§ Stored data
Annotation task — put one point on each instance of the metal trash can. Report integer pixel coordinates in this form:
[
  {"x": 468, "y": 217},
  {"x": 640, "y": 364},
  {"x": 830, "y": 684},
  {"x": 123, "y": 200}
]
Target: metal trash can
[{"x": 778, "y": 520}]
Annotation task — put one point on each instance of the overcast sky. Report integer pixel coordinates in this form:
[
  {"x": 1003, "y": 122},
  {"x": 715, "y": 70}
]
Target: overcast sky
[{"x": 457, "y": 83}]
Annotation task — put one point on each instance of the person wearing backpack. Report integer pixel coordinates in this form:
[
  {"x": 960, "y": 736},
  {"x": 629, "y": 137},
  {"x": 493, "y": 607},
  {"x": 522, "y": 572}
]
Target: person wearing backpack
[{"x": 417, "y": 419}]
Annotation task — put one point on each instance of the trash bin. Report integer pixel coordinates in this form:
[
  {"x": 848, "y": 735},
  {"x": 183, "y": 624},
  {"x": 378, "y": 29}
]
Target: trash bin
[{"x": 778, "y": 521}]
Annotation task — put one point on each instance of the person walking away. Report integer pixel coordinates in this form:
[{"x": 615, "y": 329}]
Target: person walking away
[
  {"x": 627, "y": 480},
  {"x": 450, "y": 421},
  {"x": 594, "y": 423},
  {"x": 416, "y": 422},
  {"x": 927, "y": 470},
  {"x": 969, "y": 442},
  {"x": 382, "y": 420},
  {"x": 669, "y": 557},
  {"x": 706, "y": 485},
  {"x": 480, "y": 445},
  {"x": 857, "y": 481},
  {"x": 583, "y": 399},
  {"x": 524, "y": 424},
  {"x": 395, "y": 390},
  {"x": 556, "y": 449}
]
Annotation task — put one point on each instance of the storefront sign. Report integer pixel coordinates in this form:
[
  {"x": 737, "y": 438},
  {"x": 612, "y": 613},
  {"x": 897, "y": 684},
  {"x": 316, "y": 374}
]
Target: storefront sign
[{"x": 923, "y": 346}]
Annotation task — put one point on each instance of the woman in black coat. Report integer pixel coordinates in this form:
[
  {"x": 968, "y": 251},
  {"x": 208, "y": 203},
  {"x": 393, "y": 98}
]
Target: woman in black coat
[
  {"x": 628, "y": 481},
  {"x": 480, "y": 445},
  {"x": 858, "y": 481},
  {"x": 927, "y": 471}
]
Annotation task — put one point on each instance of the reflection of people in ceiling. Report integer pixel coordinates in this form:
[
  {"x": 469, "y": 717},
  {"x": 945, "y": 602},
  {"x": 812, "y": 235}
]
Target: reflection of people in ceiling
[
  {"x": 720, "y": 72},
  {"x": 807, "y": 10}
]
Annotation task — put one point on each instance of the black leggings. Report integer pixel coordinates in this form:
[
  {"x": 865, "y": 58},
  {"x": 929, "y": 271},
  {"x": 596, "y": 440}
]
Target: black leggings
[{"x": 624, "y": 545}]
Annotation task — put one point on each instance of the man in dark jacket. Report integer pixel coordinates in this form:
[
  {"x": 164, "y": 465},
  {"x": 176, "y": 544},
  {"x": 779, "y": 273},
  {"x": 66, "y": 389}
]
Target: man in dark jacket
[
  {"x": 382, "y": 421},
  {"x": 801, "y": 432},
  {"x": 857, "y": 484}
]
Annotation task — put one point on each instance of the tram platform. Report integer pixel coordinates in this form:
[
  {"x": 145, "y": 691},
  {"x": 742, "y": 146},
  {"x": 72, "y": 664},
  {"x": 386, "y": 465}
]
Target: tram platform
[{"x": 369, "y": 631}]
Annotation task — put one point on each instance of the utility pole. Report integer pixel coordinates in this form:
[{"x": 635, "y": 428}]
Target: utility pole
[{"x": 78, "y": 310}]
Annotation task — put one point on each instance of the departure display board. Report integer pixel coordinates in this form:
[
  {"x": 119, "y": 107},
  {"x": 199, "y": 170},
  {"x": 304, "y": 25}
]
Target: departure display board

==

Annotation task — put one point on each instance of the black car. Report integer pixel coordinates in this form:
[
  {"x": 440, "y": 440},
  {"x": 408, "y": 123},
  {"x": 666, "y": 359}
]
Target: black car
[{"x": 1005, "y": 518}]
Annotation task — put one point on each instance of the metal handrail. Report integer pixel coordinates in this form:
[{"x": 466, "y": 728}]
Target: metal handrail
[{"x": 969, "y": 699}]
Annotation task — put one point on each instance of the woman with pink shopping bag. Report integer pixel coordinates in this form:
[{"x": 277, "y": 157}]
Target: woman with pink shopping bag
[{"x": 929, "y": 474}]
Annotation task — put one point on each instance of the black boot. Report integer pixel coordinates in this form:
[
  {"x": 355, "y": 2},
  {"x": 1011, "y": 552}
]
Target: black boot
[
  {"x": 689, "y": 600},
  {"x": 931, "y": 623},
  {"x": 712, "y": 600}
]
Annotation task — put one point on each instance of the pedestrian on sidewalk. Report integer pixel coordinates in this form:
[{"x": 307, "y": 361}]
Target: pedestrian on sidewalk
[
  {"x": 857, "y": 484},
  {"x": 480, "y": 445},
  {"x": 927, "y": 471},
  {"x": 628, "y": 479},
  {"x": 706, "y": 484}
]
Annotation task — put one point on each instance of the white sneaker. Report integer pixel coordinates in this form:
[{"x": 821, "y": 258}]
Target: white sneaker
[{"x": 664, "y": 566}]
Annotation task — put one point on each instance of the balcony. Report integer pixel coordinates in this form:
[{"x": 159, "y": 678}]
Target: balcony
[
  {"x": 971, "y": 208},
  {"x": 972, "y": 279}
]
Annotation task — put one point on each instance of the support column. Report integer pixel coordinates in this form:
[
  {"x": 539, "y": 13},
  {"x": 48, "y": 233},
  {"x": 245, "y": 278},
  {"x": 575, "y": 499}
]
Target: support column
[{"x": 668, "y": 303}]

§ Work required
Pick each line holding the word "display" out of the listing.

§ Problem solution
Annotation task — put one point on each instance of the departure display board. Report integer pixel coordinates in this form:
Target: departure display board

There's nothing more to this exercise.